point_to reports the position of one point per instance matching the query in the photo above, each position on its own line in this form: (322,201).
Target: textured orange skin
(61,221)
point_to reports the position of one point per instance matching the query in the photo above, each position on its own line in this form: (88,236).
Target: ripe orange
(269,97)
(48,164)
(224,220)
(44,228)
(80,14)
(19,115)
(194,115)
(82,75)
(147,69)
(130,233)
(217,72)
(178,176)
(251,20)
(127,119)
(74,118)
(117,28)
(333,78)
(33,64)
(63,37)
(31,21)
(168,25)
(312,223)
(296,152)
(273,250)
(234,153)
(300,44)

———

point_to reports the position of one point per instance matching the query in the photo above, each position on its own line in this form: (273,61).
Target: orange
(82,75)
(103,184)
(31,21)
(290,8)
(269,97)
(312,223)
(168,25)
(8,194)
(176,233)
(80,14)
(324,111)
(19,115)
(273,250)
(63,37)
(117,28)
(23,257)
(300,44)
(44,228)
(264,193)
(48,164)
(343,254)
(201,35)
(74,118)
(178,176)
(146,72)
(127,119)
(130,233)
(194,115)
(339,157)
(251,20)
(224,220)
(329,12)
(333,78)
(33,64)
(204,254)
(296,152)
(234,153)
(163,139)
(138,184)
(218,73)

———

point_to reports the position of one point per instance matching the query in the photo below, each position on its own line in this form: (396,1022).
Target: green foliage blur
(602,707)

———

» GOAL OF THE EXERCISE
Please collect every line in the entries above that contains the word "query".

» EXPECTED ANSWER
point_to reports the position of one point per instance matching the query in the photo above, each position on its own line in this form: (322,201).
point_to reports the position of one point per instance matching the query in the photo above, each position on its own line in this form: (88,236).
point_to reports the position of one point per instance matching the query in the photo above, each position on its own line in this form: (273,61).
point_to reports the position of one point per instance matching the query in the photo below, each position on its own line in this form: (396,1022).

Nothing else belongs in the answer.